##### Supplied entries

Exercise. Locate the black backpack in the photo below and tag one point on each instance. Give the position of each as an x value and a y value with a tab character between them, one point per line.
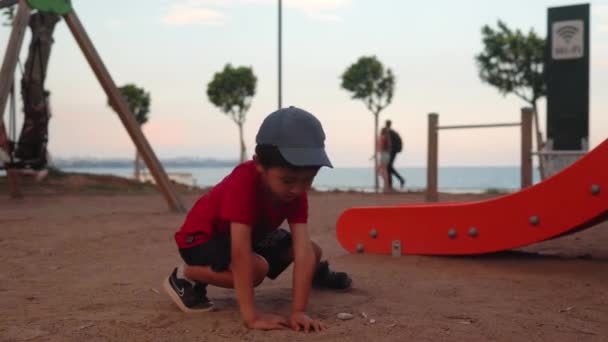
396	144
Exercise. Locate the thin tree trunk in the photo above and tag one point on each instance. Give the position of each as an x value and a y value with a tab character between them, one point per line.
136	166
242	142
376	186
34	133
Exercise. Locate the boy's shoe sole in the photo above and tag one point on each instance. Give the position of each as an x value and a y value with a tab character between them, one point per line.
177	300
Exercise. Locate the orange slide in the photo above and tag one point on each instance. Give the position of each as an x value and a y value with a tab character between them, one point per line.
571	200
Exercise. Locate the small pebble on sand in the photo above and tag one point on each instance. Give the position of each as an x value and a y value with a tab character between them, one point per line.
345	316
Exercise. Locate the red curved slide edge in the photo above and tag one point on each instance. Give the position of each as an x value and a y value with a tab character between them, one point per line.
571	200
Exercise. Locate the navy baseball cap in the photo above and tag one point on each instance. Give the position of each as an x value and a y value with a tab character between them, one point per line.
297	134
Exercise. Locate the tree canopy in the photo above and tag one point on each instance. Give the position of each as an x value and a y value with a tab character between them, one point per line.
138	101
513	62
369	81
231	90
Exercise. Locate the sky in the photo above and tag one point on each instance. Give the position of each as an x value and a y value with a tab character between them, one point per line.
172	48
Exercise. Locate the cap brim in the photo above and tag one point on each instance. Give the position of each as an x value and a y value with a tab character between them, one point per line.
305	156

##########

# Requirement:
Rewrite the records, beginning at the line that has "Exercise. Locate the cap" and stopping after the last line of the records. Keep all other text unchanged, but multiply every answer coordinate by 0.7 and round to the nearest whole number, with halves rounded up.

# The answer:
Exercise. Locate the cap brim in the photo above and tag one point on each instance. Give the position of each as an x value and a y value with a tab character between them, one point per line.
214	109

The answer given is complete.